++++ Reading text
Also, most brokers have a “swap”. It’s defined as an overnight (rollover) interest. A swap charge is determined based on the interest rates of the countries involved in each currency pair. Most of the time you pay this fee, but sometimes it can be paid to you.

 

It’s more relevant to traders who likes to hold positions for longer time periods (overnight). Some brokers now offer swap free accounts, but you need to be careful, sometimes there can be hidden fees.

 

Additional Services: As the competition between brokers increases, additional services become very common. It could be easy access to economic news and upcoming events, technical and fundamental analysis and so on.

 

Some brokers provide more services for bigger accounts. It could be called silver, gold or platinum packages (or something similar). Some very professional and expensive ECHs can offer even personal financial advisor.

 

Capitalisation: When choosing a broker it’s important to make sure, that it has a sufficient amount of money. In other words, the more money your broker has, the bigger chances are that you will get paid and it won’t try to trick you. You can find out broker capitalization by simply googling or by looking at the regulatory bodies website.

 

Customer Support: Trading occurs 24 hours a day, so it’s important to be able to get support at any time you need. You should pay attention to the time necessary to contact with a live person, rather than a time consuming, ticket based automatic systems.
++++++++
++++ Provided data
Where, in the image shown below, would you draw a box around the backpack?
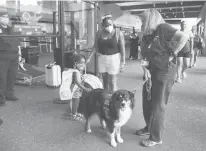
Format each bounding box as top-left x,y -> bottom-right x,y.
59,69 -> 79,100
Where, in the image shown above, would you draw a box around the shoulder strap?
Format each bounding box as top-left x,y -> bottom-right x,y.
115,28 -> 120,43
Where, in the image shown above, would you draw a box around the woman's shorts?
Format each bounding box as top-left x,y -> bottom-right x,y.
177,51 -> 190,58
98,53 -> 121,75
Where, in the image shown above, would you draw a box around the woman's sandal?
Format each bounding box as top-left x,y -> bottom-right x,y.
135,128 -> 150,136
141,139 -> 162,147
72,114 -> 83,121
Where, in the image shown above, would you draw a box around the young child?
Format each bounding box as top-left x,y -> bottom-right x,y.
65,54 -> 91,120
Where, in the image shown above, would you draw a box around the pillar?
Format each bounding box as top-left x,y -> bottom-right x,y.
203,16 -> 206,56
87,5 -> 95,48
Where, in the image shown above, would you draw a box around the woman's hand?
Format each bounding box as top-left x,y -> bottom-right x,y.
120,62 -> 125,72
86,58 -> 90,64
169,56 -> 174,62
143,68 -> 151,81
85,88 -> 92,92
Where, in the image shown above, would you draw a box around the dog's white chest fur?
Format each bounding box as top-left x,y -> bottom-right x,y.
114,108 -> 132,127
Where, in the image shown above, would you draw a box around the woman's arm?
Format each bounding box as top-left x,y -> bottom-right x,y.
172,31 -> 189,55
73,72 -> 89,91
86,31 -> 100,63
119,31 -> 126,65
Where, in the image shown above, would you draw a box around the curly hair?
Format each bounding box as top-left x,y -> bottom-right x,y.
140,8 -> 165,35
74,54 -> 86,63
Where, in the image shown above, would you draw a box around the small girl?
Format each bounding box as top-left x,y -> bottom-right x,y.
65,54 -> 91,120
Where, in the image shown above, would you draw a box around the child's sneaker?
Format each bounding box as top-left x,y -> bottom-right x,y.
63,113 -> 72,119
72,114 -> 83,121
182,72 -> 187,79
175,78 -> 182,83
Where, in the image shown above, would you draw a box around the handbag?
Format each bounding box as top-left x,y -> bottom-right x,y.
148,25 -> 176,69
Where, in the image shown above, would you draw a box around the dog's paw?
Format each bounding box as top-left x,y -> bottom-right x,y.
111,140 -> 117,147
117,137 -> 124,143
86,129 -> 92,133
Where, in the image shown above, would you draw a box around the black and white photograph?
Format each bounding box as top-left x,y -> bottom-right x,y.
0,0 -> 206,151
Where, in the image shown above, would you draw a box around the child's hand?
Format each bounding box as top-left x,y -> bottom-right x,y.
85,88 -> 92,92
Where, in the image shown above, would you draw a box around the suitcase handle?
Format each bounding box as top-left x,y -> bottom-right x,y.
46,62 -> 56,69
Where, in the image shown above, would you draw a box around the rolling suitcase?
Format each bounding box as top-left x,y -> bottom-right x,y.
45,63 -> 61,88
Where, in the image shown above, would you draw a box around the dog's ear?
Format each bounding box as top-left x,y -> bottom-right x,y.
128,90 -> 136,109
128,90 -> 137,98
111,92 -> 118,102
131,90 -> 137,95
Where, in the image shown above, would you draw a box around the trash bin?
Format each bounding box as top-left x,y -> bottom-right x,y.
21,46 -> 39,66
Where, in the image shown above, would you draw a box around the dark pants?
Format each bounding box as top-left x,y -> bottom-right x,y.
143,67 -> 176,142
129,46 -> 138,58
0,58 -> 18,100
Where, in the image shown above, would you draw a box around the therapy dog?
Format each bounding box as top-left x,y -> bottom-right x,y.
81,89 -> 136,147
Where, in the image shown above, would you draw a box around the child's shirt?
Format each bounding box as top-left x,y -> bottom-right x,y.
71,71 -> 84,99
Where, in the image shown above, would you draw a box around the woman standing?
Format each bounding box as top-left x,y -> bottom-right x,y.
190,26 -> 205,67
129,29 -> 139,60
87,15 -> 125,93
136,9 -> 188,147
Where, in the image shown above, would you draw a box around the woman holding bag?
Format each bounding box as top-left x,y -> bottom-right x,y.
87,15 -> 125,93
136,9 -> 189,147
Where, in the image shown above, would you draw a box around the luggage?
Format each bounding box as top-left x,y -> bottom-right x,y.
16,63 -> 45,86
21,46 -> 39,66
45,63 -> 61,88
59,69 -> 79,101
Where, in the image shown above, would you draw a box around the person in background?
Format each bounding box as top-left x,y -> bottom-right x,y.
87,15 -> 125,94
176,21 -> 194,83
136,9 -> 188,147
65,54 -> 91,120
0,13 -> 21,105
190,26 -> 205,67
129,28 -> 140,60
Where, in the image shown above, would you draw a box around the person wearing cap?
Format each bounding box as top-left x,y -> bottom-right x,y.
175,21 -> 194,83
87,15 -> 125,93
0,14 -> 21,105
136,9 -> 189,147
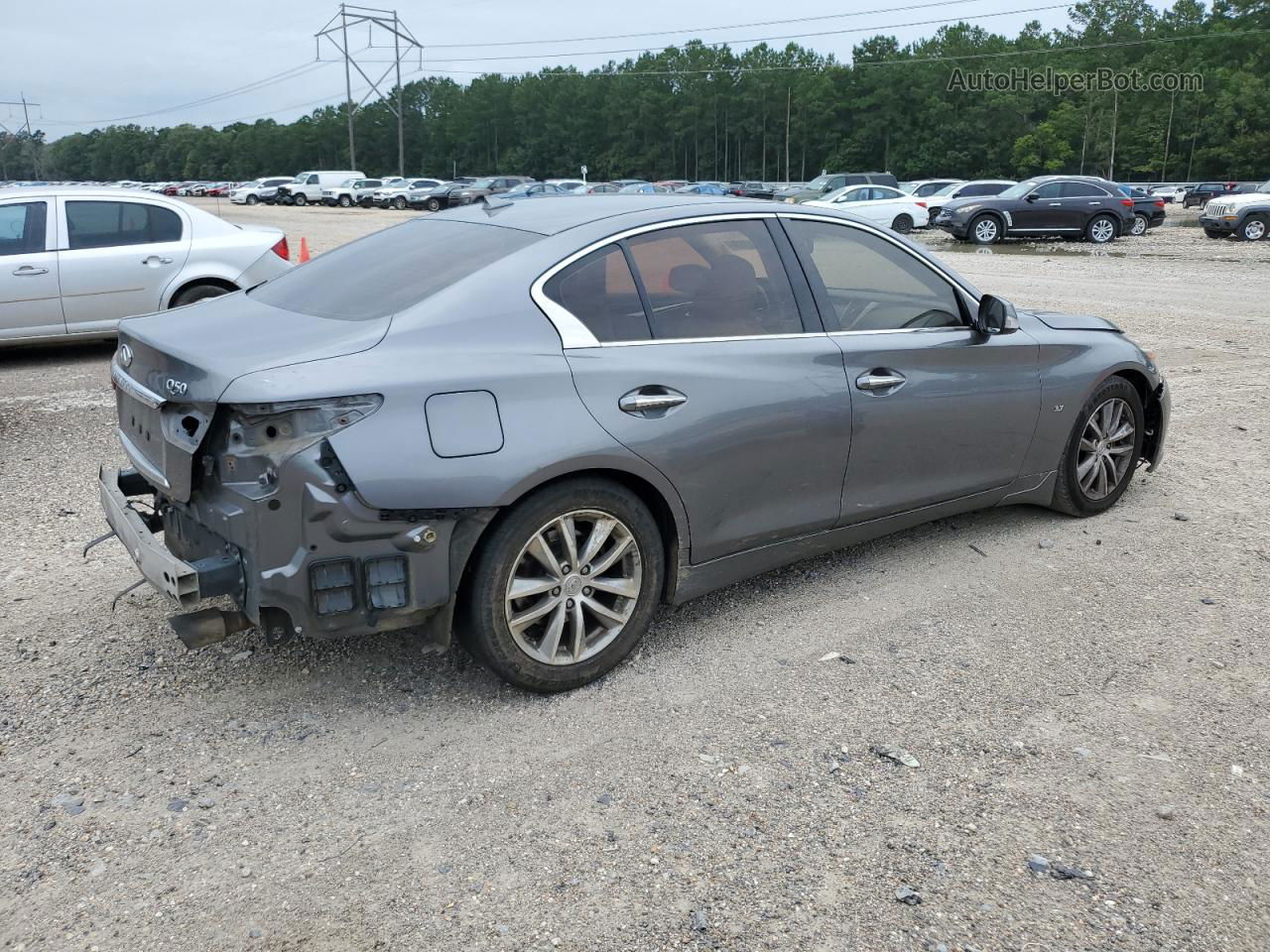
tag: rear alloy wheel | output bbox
++++++++
▶ **Directions**
1. From the text on choosing a broker, reproduce everything from "Also, most brokers" down to "paid to you.".
2. According to the text on choosing a broker, what is a swap charge based on?

▶ **Solutions by task**
1.
Also, most brokers have a “swap”. It’s defined as an overnight (rollover) interest. A swap charge is determined based on the interest rates of the countries involved in each currency pair. Most of the time you pay this fee, but sometimes it can be paid to you.

2. The interest rates of the countries involved in each currency pair.